[HALAMAN]:
━━━━━━━━━━━━━━━━━━━━━━━━━━━━━━

(Panjimas.com) – Seperti dikisahkan sebelumnya, ‘Aisyah RA mulai tinggal serumah dengan Rasulullah SAW pada umur 9 tahun. Dalam umur sebelia itu, ia telah dapat menjalankan peran sebagai istri dengan baik, bahkan sangat baik. Putri Abu Bakar Ash-Shiddiq RA ini mampu segera beradaptasi dengan tugas-tugas barunya. Selain baktinya kepada suami tercinta, ia pun menampak-jelaskan secara alami bukti bahwa dirinya adalah sosok wanita yang cerdas dan berbudi pekerti tinggi.
Selama menjalani hidup berumah tangga dengan Nabi SAW, ‘Aisyah RA banyak meriwayatkan hadits, di mana dunia mengakui bahwa derajat hadits-hadits darinya memiliki ontetitas tertinggi. Apalagi, ia adalah seorang yang paling dekat interaksinya dengan Nabi SAW, sehingga sangat mengenal perilaku beliau hingga sedetail-detailnya. Sehingga apa-apa yang tak diketahui orang lain tentang Nabi SAW, ‘Aisyah bisa mengetahuinya.
‘Aisyah RA pun dianugerahi oleh Allah SWT ingatan yang sangat tajam dan kuat. Ia mampu mengingat semua pertanyaan yang diajukan para wanita kepada Nabi SAW, serta segenap jawaban yang beliau berikan.

━━━━━━━━━━━━━━━━━━━━━━━━━━━━━━

[DAFTAR TUGAS]:
1. Jawab pertanyaan singkat berikut dari teks tentang ‘Aisyah RA:
(a) Pada umur berapa ‘Aisyah RA mulai tinggal serumah dengan Rasulullah SAW?
(b) Siapa nama ayah ‘Aisyah RA?
(c) Apa saja yang mampu diingat ‘Aisyah RA berkat ingatannya yang tajam?
2. Teruskan teks tentang ‘Aisyah RA mulai dari kalimat terakhirnya.
Entri-entri setelah ini merupakan bahan tersendiri yang terpisah dari teks tentang ‘Aisyah RA.

[Entri pelabelan area gambar]

━━━━━━━━━━━━━━━━━━━━━━━━━━━━━━

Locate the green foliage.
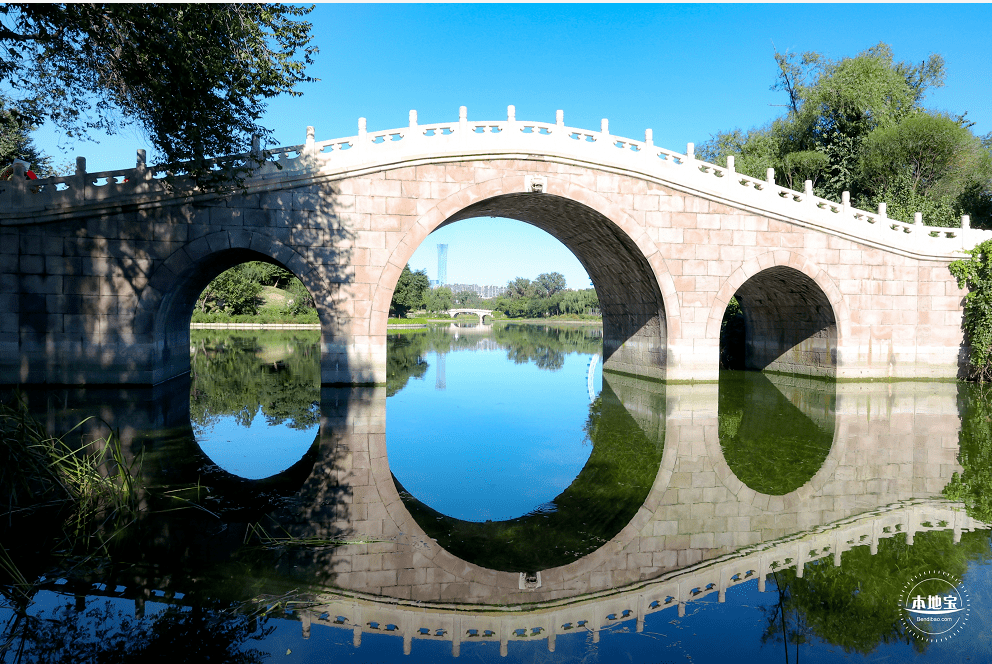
[424,286,454,314]
[0,95,52,177]
[948,240,992,382]
[762,531,989,655]
[491,272,599,318]
[0,3,316,182]
[200,263,262,316]
[389,265,428,318]
[943,383,992,523]
[190,330,320,429]
[697,43,992,227]
[393,381,664,572]
[719,372,834,496]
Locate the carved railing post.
[72,157,90,203]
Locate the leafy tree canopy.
[697,43,992,227]
[389,265,428,318]
[0,3,316,179]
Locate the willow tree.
[0,3,316,179]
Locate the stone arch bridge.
[0,107,990,384]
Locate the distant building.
[437,244,448,286]
[448,284,506,300]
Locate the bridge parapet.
[297,500,989,657]
[0,106,992,257]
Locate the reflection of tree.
[394,384,664,572]
[190,331,320,429]
[762,530,990,657]
[719,371,833,496]
[493,324,603,371]
[9,602,275,664]
[944,383,992,523]
[386,330,430,397]
[386,324,603,396]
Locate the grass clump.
[0,400,139,531]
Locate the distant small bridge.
[448,309,493,323]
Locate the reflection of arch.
[393,382,664,572]
[370,375,678,589]
[706,250,851,376]
[705,374,848,510]
[371,176,679,379]
[134,231,330,377]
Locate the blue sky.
[29,4,992,288]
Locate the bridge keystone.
[0,110,980,383]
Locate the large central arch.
[373,177,668,380]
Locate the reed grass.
[0,399,140,540]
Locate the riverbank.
[189,317,603,330]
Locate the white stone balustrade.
[0,106,992,258]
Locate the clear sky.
[27,4,992,288]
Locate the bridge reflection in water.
[7,360,985,655]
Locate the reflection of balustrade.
[290,500,989,657]
[0,106,992,256]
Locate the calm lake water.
[0,324,992,664]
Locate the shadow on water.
[719,371,836,496]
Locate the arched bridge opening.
[439,193,667,379]
[147,248,319,384]
[721,266,838,377]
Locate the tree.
[389,265,428,318]
[534,272,566,297]
[0,3,316,182]
[424,286,454,314]
[948,240,992,383]
[698,43,992,226]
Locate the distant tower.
[437,244,448,286]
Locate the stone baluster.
[8,160,27,208]
[72,157,90,203]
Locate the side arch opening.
[720,266,837,378]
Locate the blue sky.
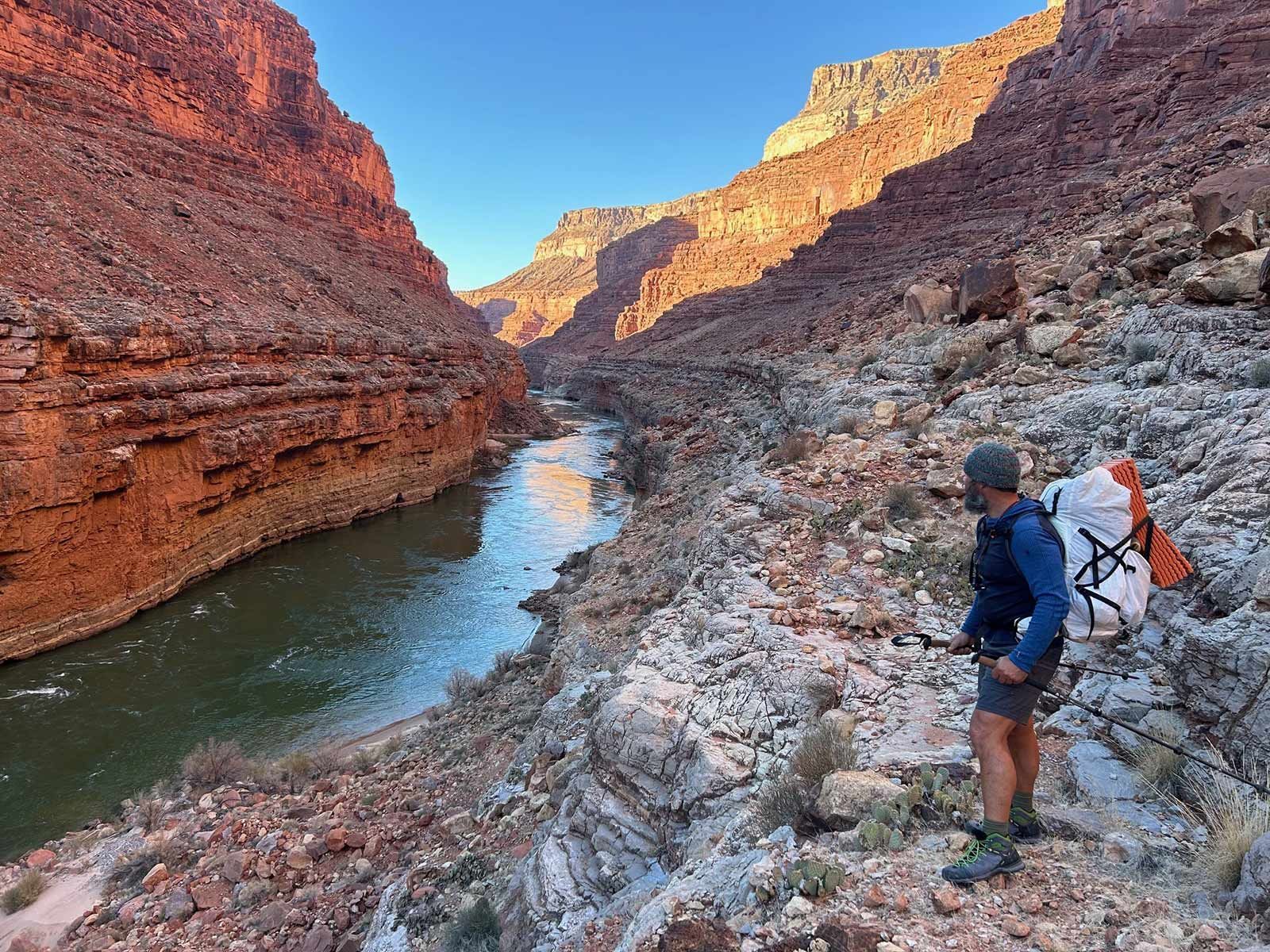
[281,0,1045,290]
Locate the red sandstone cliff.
[764,46,960,161]
[495,9,1062,364]
[581,0,1270,360]
[0,0,525,660]
[459,194,700,347]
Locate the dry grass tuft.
[751,776,810,838]
[1186,750,1270,890]
[182,738,252,787]
[884,482,926,519]
[790,724,859,783]
[1129,717,1187,795]
[0,869,46,916]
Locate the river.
[0,400,631,859]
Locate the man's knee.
[970,711,1018,755]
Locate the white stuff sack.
[1018,466,1151,641]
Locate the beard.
[961,482,988,516]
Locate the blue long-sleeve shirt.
[961,500,1072,671]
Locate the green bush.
[441,896,503,952]
[0,869,44,916]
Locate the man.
[942,443,1071,882]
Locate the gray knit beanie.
[961,443,1018,489]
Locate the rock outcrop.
[764,46,959,163]
[472,11,1059,363]
[459,194,698,347]
[0,0,525,660]
[533,10,1060,359]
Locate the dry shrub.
[1129,716,1186,795]
[885,482,926,519]
[1186,750,1270,890]
[494,649,516,678]
[771,433,815,463]
[277,750,315,793]
[136,793,167,833]
[446,668,481,704]
[309,744,348,777]
[751,776,810,836]
[1249,357,1270,390]
[182,738,250,787]
[441,896,503,952]
[0,869,46,916]
[790,722,859,783]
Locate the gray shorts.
[974,637,1063,724]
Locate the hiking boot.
[965,808,1045,843]
[940,829,1024,882]
[1010,806,1045,843]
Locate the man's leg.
[941,708,1024,882]
[970,709,1016,835]
[1008,717,1043,843]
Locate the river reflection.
[0,401,630,858]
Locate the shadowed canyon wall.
[0,0,525,660]
[459,194,701,347]
[495,9,1062,367]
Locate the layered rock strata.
[521,10,1062,362]
[764,46,959,163]
[459,194,700,347]
[0,0,525,660]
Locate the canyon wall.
[0,0,525,660]
[764,46,960,163]
[459,194,700,347]
[513,9,1062,368]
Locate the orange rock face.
[459,194,700,347]
[498,9,1062,366]
[0,0,525,660]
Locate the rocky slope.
[525,9,1062,367]
[0,0,525,660]
[764,47,957,163]
[459,194,698,347]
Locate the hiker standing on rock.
[942,443,1071,882]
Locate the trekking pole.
[974,655,1270,796]
[891,631,1132,681]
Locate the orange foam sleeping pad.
[1103,459,1194,589]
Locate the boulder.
[1234,833,1270,916]
[1204,208,1257,258]
[874,400,898,428]
[957,258,1024,319]
[163,889,194,922]
[904,284,957,324]
[1067,740,1145,802]
[811,770,900,830]
[1190,165,1270,231]
[1025,321,1081,357]
[300,925,335,952]
[141,863,167,892]
[1183,249,1266,305]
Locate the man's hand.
[992,658,1027,684]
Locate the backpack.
[1010,466,1152,641]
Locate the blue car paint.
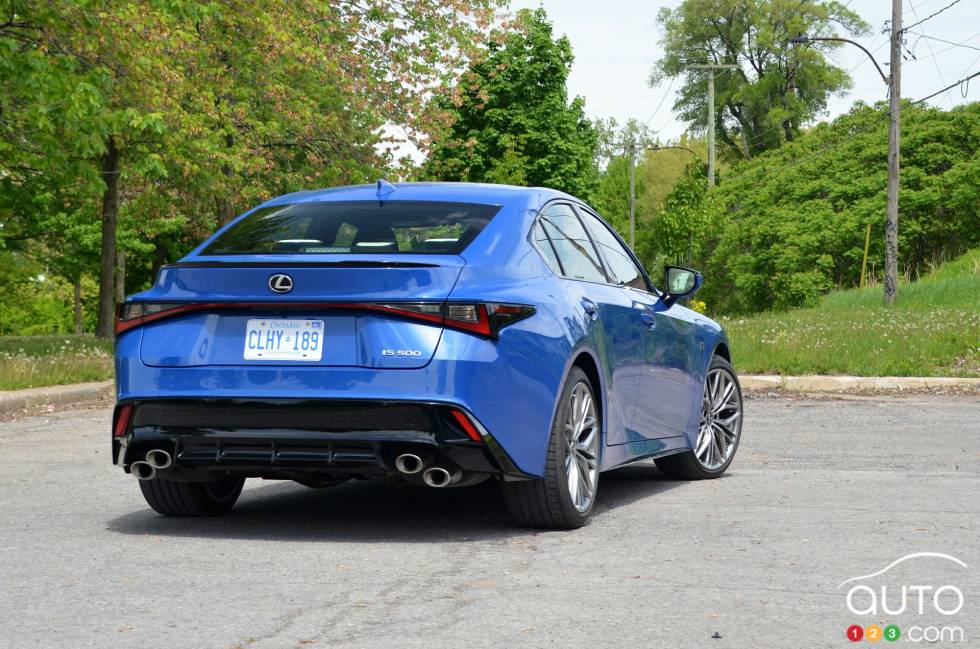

━━━━━━━━━━━━━━━━━━━━━━━━━━━━━━

[JAWABAN TIAP TUGAS]:
1.
(a) Pada umur 9 tahun.
(b) Abu Bakar Ash-Shiddiq RA.
(c) Semua pertanyaan yang diajukan para wanita kepada Nabi SAW, serta segenap jawaban yang beliau berikan.

2.
Karena kamar ‘Aisyah RA bersebelahan dengan masjid, ia pun dengan tekun dan cermat menyimak dakwah dan perbincangan suaminya dengan para sahabat di sana.
Selain pelajaran-pelajaran dari Nabi SAW kepada orang lain dihafalkannya, ‘Aisyah sendiri pun gemar mengajukan pertanyaan-pertanyaan tentang berbagai hal dalam kehidupan, bahkan yang sulit dan rumit sekali pun.
Semua itulah yang membuat Ummul Mukminin ‘Aisyah RA menjadi ilmuwan dan periwayat hadits yang paling besar dan paling terpercaya. Maka sepeninggal Rasulullah SAW, tepatnya pada masa Khalifah Umar bin Khaththab RA, ‘Aisyah menduduki posisi sebagai Ummahatul Mukminin yang utama di seluruh daerah-daerah Islam yang kian meluas dari masa ke masa. Kala itu, kaum Muslim biasa berdatangan silih berganti guna meminta nasihat-nasihat ‘Aisyah RA. Hal ini terus berlanjut hingga pada masa Khalifah Utsman bin Affan RA.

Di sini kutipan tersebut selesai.